What's needed is the listing below, repeated word for word with no pictures.

START Data excerpts

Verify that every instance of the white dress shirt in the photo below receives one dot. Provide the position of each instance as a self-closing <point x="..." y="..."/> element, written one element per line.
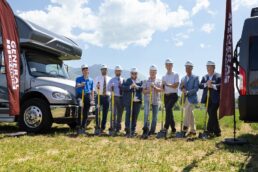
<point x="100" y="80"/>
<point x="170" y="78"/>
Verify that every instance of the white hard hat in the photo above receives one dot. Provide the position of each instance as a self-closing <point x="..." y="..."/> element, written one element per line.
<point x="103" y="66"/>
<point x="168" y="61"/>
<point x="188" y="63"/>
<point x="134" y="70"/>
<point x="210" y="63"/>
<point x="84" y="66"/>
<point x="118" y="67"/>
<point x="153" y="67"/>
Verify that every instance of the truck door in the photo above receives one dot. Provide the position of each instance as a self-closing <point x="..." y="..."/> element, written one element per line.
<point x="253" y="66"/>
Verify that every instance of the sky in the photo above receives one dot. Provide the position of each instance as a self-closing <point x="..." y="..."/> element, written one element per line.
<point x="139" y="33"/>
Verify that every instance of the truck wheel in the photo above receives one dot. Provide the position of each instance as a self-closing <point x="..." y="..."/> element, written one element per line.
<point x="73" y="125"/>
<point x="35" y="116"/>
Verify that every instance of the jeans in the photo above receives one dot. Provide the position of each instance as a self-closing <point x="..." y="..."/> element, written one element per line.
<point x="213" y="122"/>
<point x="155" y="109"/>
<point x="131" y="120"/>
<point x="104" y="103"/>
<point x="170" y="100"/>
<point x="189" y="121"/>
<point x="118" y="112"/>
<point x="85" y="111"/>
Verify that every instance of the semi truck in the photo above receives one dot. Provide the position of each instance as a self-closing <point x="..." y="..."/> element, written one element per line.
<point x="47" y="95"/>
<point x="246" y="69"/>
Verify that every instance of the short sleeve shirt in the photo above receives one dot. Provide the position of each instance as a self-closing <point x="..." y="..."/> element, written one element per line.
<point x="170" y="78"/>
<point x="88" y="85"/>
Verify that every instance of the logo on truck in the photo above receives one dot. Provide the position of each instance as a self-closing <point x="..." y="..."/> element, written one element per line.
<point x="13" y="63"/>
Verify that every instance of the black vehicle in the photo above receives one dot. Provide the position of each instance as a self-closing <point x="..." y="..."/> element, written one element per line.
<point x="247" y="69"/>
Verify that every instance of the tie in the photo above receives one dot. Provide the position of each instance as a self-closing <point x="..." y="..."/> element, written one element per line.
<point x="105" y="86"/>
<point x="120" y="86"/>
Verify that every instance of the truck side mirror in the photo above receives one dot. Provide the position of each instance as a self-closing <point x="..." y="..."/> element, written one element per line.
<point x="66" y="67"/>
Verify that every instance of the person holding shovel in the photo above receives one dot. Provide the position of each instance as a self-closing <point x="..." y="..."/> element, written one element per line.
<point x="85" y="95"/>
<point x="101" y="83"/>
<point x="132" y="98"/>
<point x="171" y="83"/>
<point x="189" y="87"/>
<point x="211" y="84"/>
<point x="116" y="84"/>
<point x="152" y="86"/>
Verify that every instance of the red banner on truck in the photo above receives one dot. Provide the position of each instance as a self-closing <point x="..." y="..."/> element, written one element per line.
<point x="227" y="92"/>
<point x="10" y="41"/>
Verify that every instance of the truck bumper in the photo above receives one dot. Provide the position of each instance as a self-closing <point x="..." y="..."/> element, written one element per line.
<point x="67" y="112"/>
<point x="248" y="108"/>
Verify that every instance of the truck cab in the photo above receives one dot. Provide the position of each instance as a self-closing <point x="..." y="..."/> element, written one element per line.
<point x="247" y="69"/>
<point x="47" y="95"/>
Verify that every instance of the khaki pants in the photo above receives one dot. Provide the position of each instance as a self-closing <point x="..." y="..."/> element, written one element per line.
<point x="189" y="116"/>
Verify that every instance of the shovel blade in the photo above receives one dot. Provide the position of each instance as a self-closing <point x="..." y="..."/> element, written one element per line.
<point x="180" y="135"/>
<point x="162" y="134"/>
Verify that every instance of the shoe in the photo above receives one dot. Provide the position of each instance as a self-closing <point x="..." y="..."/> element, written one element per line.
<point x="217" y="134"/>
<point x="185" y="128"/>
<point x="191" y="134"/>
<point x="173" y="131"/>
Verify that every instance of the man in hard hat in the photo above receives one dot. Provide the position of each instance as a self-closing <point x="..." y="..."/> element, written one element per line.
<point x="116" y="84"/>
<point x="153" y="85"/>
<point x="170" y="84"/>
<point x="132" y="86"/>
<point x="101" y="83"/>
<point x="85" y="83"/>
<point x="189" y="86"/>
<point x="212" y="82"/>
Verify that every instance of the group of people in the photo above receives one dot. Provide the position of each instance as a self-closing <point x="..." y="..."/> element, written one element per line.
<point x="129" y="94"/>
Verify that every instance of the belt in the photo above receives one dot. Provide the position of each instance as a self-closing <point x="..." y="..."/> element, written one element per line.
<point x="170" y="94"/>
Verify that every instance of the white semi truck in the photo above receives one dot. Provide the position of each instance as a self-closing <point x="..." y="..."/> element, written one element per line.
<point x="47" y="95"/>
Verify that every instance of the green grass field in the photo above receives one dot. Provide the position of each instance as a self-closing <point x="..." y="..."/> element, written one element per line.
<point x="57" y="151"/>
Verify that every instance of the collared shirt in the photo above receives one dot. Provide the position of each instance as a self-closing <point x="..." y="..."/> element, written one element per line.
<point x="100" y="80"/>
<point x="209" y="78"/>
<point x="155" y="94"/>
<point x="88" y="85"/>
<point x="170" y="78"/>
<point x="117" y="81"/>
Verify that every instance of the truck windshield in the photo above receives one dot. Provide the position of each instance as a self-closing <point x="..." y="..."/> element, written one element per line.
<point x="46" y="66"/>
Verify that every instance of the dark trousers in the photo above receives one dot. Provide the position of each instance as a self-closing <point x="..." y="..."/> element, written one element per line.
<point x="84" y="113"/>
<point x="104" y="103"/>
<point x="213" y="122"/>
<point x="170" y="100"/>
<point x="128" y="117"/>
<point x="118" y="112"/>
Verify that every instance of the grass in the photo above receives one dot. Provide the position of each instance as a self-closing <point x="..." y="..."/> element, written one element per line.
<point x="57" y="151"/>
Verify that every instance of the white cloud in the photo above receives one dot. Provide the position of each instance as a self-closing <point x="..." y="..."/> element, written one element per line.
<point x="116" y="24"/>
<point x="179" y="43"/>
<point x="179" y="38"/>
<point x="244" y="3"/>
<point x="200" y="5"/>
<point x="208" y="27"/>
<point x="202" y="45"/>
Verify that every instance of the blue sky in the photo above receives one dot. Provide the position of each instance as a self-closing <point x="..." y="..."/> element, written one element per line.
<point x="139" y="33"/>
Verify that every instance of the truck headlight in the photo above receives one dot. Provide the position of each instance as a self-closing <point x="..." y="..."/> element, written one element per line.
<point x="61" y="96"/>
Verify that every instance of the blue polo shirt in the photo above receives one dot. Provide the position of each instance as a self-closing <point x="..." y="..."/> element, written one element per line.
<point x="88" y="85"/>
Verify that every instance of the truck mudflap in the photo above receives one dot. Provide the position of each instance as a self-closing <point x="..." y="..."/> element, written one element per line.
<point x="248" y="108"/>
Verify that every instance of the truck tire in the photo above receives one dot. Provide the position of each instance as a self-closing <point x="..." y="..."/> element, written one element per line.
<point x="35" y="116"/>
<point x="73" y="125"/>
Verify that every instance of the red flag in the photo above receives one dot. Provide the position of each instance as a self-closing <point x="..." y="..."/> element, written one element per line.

END Data excerpts

- The completed task
Verify that every instance of the white dress shirt in the photo below receives one dot. Provide the position of each instance as a self-closing <point x="..." y="..."/> element, written one element per line.
<point x="100" y="80"/>
<point x="170" y="78"/>
Verify that every instance of the white hard hat in the photo above receives one dot. Provide the position of each instance as a self-closing <point x="..." y="..."/> element, written one element per line.
<point x="103" y="66"/>
<point x="168" y="61"/>
<point x="188" y="63"/>
<point x="134" y="70"/>
<point x="210" y="63"/>
<point x="84" y="66"/>
<point x="118" y="67"/>
<point x="153" y="67"/>
Verify that every instance of the truck door in the photo above receives one dot. Provide the position of each instance as a self-closing <point x="..." y="..."/> element, written one element per line.
<point x="253" y="66"/>
Verify that every instance of the sky in the photo above receives one dot. Provide the position of each instance as a self-closing <point x="..." y="..."/> element, written one element per line.
<point x="139" y="33"/>
Verify that every instance of the truck wheel in the photo above receives one dot. Provide the position of each instance as a self-closing <point x="..." y="..."/> element, written one element per line.
<point x="73" y="125"/>
<point x="35" y="116"/>
Verify that every instance of the jeans in the photo above receives one dot. Provide the position of each instance as a self-closing <point x="..." y="..."/> element, written one element per line.
<point x="213" y="122"/>
<point x="155" y="109"/>
<point x="131" y="120"/>
<point x="104" y="103"/>
<point x="170" y="100"/>
<point x="189" y="121"/>
<point x="118" y="112"/>
<point x="85" y="111"/>
Verify that every instance of the semi truck in the photo above receives one dot. Provide the position of each instance as a self-closing <point x="..." y="..."/> element, written one element per line.
<point x="47" y="95"/>
<point x="246" y="69"/>
Verify that every instance of the short sleeve shirt in the photo above receives one dot. Provide the position of each instance as a self-closing <point x="..." y="..."/> element, written one element per line.
<point x="170" y="78"/>
<point x="88" y="85"/>
Verify that every instance of the logo on truck in the photo above receives one dot. Provide the position of each instance as a self-closing <point x="..." y="..."/> element, written one element per line.
<point x="13" y="63"/>
Verify that every instance of the black vehicle in the photo above receives one dot. Provide the position of each instance as a self-closing <point x="..." y="..."/> element, written one element per line.
<point x="247" y="69"/>
Verify that every instance of the tie in the photo above receives one dot. Provide the position of each instance as a self-closing <point x="..." y="..."/> element, written one element per line.
<point x="105" y="86"/>
<point x="120" y="86"/>
Verify that every instance of the truck side mirror in the photo above receives one dot. Provide the position of each instance as a self-closing <point x="..." y="..."/> element, written one element per line.
<point x="66" y="67"/>
Verify that every instance of the person holding shovel in the photo above receives one dot. Provide the position of each instance as a self-closing <point x="..." y="..."/> element, written one element per line.
<point x="85" y="95"/>
<point x="101" y="83"/>
<point x="132" y="98"/>
<point x="171" y="83"/>
<point x="189" y="87"/>
<point x="211" y="84"/>
<point x="116" y="84"/>
<point x="152" y="86"/>
Verify that every instance of the red banner on truck in the photo above receives one dot. Provide the position of each instance as a self-closing <point x="..." y="..."/> element, written one element per line.
<point x="227" y="92"/>
<point x="10" y="41"/>
Verify that every instance of the truck bumper in the photo above receives one dot. Provide the position of each instance as a self-closing <point x="..." y="..."/> element, written one element per line.
<point x="67" y="112"/>
<point x="248" y="108"/>
Verify that every instance of the truck cab in the photo above receives one dot. Provide the position of each instance as a self-closing <point x="..." y="..."/> element, written one element per line.
<point x="247" y="69"/>
<point x="47" y="95"/>
Verify that every instance of the khaki pants in the photo above receives one dot. Provide the position of each instance as a self-closing <point x="..." y="..."/> element, written one element per line.
<point x="189" y="116"/>
Verify that every instance of the shovel blade in the photo above receives one dot. Provide the position of each instance as a self-closing <point x="..." y="..."/> element, written one element per line.
<point x="180" y="135"/>
<point x="162" y="134"/>
Verify that every instance of the shoe in the photo above receives one dot. Provide the position of each instance as a self-closing <point x="..." y="..."/> element, written one element per line.
<point x="217" y="134"/>
<point x="185" y="128"/>
<point x="191" y="134"/>
<point x="173" y="131"/>
Verify that every instance of the man in hard hat in the photo above receives one dot. Provide the position of each instance as a self-closing <point x="..." y="..."/> element, written one element per line.
<point x="116" y="84"/>
<point x="153" y="85"/>
<point x="170" y="84"/>
<point x="132" y="86"/>
<point x="101" y="83"/>
<point x="85" y="83"/>
<point x="189" y="86"/>
<point x="212" y="82"/>
Verify that every instance of the group of people in the photo above receives one dot. Provide the position of each instance as a self-closing <point x="..." y="..."/> element, written one element per line.
<point x="129" y="94"/>
Verify that every instance of the belt in the photo above receives one dot. Provide the position of each instance as a self-closing <point x="..." y="..."/> element, written one element per line.
<point x="170" y="94"/>
Verify that every instance of the white semi truck in the photo above receives one dot. Provide the position of each instance as a self-closing <point x="..." y="..."/> element, written one element per line.
<point x="47" y="95"/>
Verify that every instance of the green grass field in the photo above receives one dot. Provide the position of each instance as a self-closing <point x="..." y="..."/> element, written one element per line.
<point x="57" y="151"/>
Verify that every instance of the collared shirt in the photo above receives one dot. Provide the position of each instance as a self-closing <point x="..." y="..."/> element, written one element per line.
<point x="100" y="80"/>
<point x="209" y="78"/>
<point x="155" y="94"/>
<point x="88" y="85"/>
<point x="170" y="78"/>
<point x="117" y="81"/>
Verify that every instance of the truck windshield in the photo above receives one dot. Provide the position of each instance as a self-closing <point x="..." y="..."/> element, written one element per line.
<point x="46" y="66"/>
Verify that every instance of the dark trousers in the photo above receives one dot. Provide the position of each instance as a self-closing <point x="..." y="..."/> element, written one element per line.
<point x="84" y="113"/>
<point x="104" y="103"/>
<point x="213" y="122"/>
<point x="170" y="100"/>
<point x="128" y="117"/>
<point x="118" y="112"/>
Verify that every instance of the grass in the photo above receives one dot. Provide the position of each instance as a self-closing <point x="..." y="..."/> element, written one element per line.
<point x="57" y="151"/>
Verify that every instance of the white cloud in the photo above receives one dot. Provide the position of each instance as a self-closing <point x="..." y="..."/> element, written one element per line.
<point x="116" y="24"/>
<point x="179" y="43"/>
<point x="179" y="38"/>
<point x="244" y="3"/>
<point x="200" y="5"/>
<point x="208" y="27"/>
<point x="202" y="45"/>
Verify that every instance of the blue sky in the photo above receives one dot. Provide the position of each instance as a self-closing <point x="..." y="..."/> element, written one element per line.
<point x="139" y="33"/>
Verify that every instance of the truck headlight in the photo above receives one dot. Provide the position of each instance as a self-closing <point x="..." y="..."/> element, written one element per line.
<point x="61" y="96"/>
Verify that every instance of the blue polo shirt in the photo above receives one dot. Provide the position of each instance as a self-closing <point x="..." y="..."/> element, written one element per line.
<point x="88" y="85"/>
Verify that every instance of the truck mudflap in the photo above receives one dot. Provide the position of each instance as a self-closing <point x="..." y="..."/> element, written one element per line.
<point x="248" y="108"/>
Verify that every instance of the truck tire in the photo above receives one dot. Provide the position of each instance as a self-closing <point x="..." y="..."/> element, written one element per line.
<point x="35" y="116"/>
<point x="73" y="125"/>
Verify that every instance of the red flag in the photo above receives one dot. Provide the position of each instance as a self-closing <point x="..." y="..."/> element, written one element per line.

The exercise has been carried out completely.